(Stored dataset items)
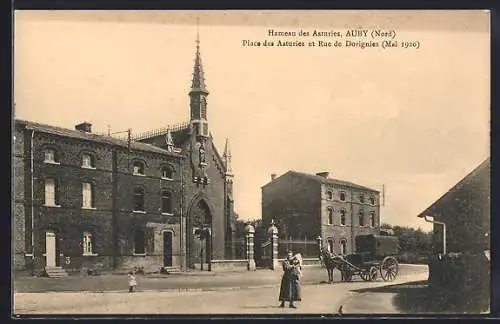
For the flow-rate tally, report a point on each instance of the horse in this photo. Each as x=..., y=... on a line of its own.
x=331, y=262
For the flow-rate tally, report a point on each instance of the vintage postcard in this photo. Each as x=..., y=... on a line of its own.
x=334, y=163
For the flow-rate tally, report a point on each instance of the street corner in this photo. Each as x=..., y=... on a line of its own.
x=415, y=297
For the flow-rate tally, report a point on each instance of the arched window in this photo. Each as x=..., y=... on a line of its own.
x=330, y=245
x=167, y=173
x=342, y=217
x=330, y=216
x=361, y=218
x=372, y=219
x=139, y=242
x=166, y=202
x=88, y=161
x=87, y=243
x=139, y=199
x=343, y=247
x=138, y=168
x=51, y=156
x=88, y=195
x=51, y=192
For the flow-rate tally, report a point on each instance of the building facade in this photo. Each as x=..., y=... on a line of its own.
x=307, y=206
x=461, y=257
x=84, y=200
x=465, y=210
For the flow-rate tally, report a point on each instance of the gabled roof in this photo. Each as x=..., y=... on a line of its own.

---

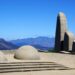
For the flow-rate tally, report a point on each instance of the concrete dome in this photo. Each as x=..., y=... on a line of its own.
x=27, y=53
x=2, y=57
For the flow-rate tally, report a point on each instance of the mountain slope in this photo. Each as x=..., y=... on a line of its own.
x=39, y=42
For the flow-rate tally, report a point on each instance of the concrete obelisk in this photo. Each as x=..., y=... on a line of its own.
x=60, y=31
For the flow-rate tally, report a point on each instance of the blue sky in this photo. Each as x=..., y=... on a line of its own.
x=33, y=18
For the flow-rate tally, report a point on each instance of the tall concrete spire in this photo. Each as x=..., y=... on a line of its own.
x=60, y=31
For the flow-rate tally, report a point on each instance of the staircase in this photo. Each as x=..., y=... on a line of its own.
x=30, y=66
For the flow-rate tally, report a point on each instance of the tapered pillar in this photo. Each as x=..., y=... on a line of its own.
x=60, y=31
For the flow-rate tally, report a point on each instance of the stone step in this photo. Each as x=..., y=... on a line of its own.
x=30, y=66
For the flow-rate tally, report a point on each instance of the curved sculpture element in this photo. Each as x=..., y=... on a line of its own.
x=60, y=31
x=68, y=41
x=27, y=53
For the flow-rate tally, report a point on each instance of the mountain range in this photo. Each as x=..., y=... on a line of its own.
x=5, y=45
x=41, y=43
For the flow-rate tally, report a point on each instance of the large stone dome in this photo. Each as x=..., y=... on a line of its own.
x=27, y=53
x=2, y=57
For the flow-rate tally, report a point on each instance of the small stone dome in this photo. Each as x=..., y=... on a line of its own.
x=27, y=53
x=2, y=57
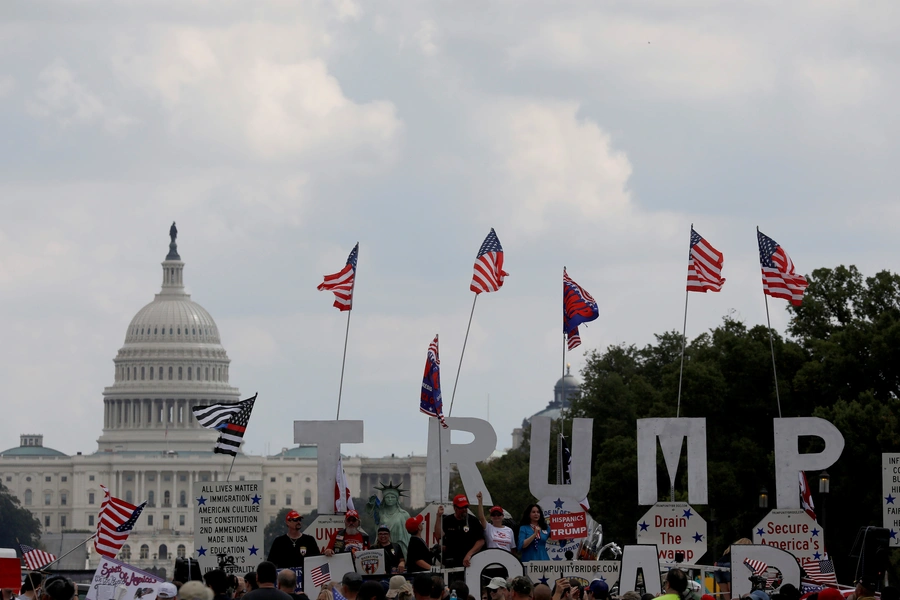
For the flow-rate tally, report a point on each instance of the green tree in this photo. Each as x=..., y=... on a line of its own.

What is required ->
Your output should be the lines above from the one that contains "of the stone" through the one that contains "of the green", word for word, with pictures left out.

Task response ->
For the flow-rate tally, report a point on each instance of the stone step in this photo. Each as x=..., y=... on a line of its own.
x=30, y=66
For the flow-rate tally, report a point on each instance of the curved sculpture element in this photo. Each as x=..., y=... on a line of its own.
x=60, y=31
x=68, y=41
x=27, y=53
For the flow-rate tally, report a point on each instance of the mountain range in this photo. Each as x=..., y=... on a line of its own.
x=5, y=45
x=41, y=43
For the flow-rate tally, report a point on each instance of the large stone dome in this photo. Each as x=..., y=... on a line of its own.
x=27, y=53
x=2, y=57
For the flow-rate tally, report a point on each instance of the small stone dome in this photo. Each as x=..., y=... on a line of its own.
x=27, y=53
x=2, y=57
For the flow-rate tally, report a point on each instance of the green tree in this photo. Each as x=..., y=... on a line of its own.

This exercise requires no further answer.